§ **Aim**
Copy out all of the items that follow, replacing "fish" with "seafood" everywhere it occurs and changing nothing else. Leave the pictures out of your copy.

-- Begin --

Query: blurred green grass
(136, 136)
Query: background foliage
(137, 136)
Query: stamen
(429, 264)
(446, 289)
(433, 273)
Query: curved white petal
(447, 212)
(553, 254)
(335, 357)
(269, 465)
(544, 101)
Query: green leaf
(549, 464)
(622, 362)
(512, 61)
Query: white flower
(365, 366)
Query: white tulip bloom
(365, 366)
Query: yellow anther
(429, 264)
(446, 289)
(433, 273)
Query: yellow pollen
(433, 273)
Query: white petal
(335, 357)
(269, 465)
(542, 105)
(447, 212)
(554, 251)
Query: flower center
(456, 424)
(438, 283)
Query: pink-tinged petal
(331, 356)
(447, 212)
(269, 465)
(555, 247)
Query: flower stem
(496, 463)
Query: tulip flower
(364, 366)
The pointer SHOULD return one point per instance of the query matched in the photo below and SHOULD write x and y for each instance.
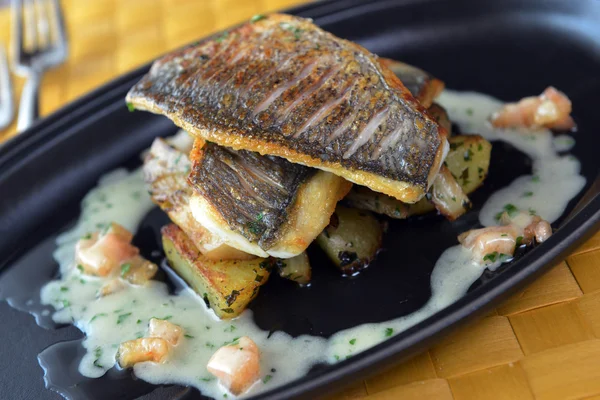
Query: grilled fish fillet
(165, 171)
(282, 86)
(262, 205)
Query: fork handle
(28, 106)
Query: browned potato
(296, 269)
(227, 286)
(352, 239)
(469, 160)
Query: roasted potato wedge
(296, 269)
(227, 286)
(448, 196)
(468, 161)
(352, 239)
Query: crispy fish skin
(263, 205)
(165, 172)
(253, 193)
(282, 86)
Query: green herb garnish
(519, 241)
(97, 316)
(491, 257)
(468, 155)
(257, 18)
(122, 318)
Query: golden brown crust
(284, 87)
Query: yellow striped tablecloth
(543, 343)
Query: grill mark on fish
(269, 101)
(274, 95)
(367, 132)
(304, 95)
(254, 194)
(392, 139)
(322, 112)
(346, 122)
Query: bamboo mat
(543, 343)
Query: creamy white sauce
(122, 316)
(555, 180)
(107, 321)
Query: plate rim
(393, 351)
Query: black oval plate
(507, 49)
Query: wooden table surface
(543, 343)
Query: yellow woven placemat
(543, 343)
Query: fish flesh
(262, 205)
(282, 86)
(423, 86)
(165, 172)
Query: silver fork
(7, 107)
(39, 43)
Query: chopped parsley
(491, 257)
(97, 316)
(510, 209)
(257, 18)
(122, 318)
(289, 27)
(125, 268)
(98, 354)
(222, 37)
(468, 156)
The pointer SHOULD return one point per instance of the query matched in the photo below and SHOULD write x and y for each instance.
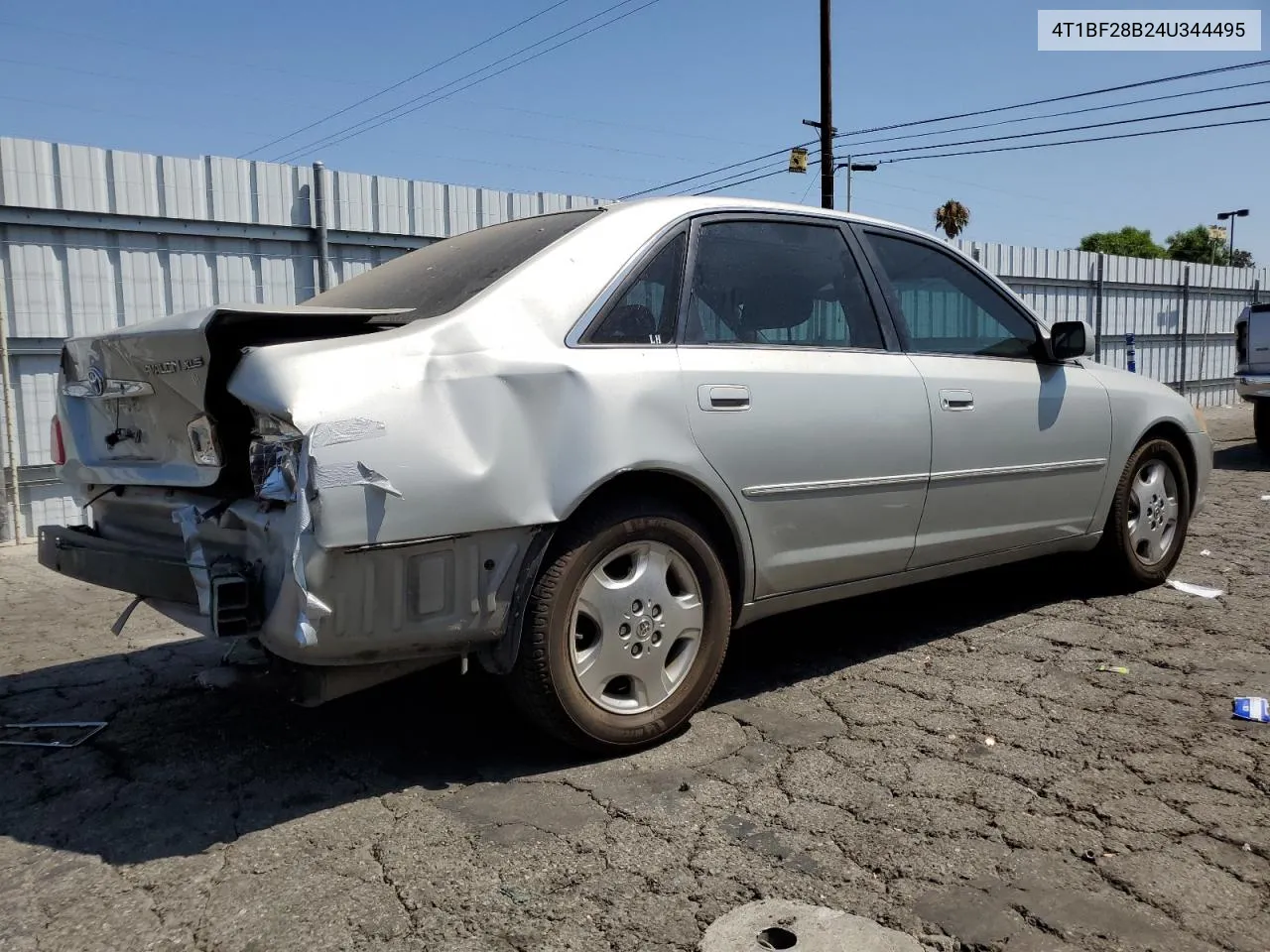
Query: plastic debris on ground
(1192, 589)
(1251, 708)
(45, 731)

-- End --

§ **Answer to the task**
Query: blurred green grass
(136, 136)
Query: background foliage
(137, 136)
Query: stamen
(429, 264)
(446, 289)
(433, 273)
Query: curved white petal
(447, 212)
(553, 254)
(335, 357)
(269, 465)
(544, 101)
Query: green leaf
(549, 464)
(622, 362)
(512, 61)
Query: white flower
(365, 366)
Query: white tulip bloom
(365, 366)
Query: yellow anther
(429, 264)
(446, 289)
(433, 273)
Query: yellow pollen
(433, 273)
Query: white petal
(335, 357)
(269, 465)
(542, 105)
(447, 212)
(554, 251)
Query: flower center
(456, 424)
(438, 283)
Query: pink-tinged petal
(331, 356)
(447, 212)
(269, 465)
(555, 247)
Query: flower stem
(496, 463)
Query: tulip flower
(364, 366)
The pointer SHOULD return one point per instance of the query matched in the photo below and SHOULD write x and y for each instance.
Query: grilled seafood fillet
(165, 171)
(282, 86)
(262, 205)
Query: fork handle
(28, 106)
Query: browned potato
(296, 269)
(227, 286)
(352, 239)
(469, 160)
Query: roasted potato wedge
(296, 269)
(227, 286)
(448, 196)
(468, 161)
(352, 239)
Query: crispy seafood skin
(263, 205)
(165, 172)
(253, 193)
(282, 86)
Query: green herb garnish
(519, 241)
(97, 316)
(491, 257)
(468, 155)
(257, 18)
(122, 318)
Query: golden brown crust
(284, 87)
Query: yellow striped tablecloth
(543, 343)
Query: grill mark on seafood
(269, 101)
(274, 95)
(367, 132)
(304, 95)
(254, 194)
(392, 139)
(322, 112)
(346, 122)
Query: bamboo mat
(543, 343)
Query: creamy white sauce
(122, 316)
(555, 180)
(107, 321)
Query: plate rim
(393, 351)
Query: black oval plate
(507, 49)
Query: wooden table surface
(543, 343)
Query: yellow woven placemat
(543, 343)
Query: seafood flesh
(262, 205)
(282, 86)
(423, 86)
(165, 172)
Query: silver fork
(7, 107)
(39, 43)
Query: chopped parsley
(491, 257)
(97, 316)
(510, 209)
(257, 18)
(122, 318)
(289, 27)
(125, 268)
(98, 354)
(222, 37)
(468, 156)
The pointer SHOULD return one point per instance of the query matched in the photo below and SHOULD write x and y for each instance.
Query: plastic debris on ground
(1192, 589)
(1251, 708)
(45, 731)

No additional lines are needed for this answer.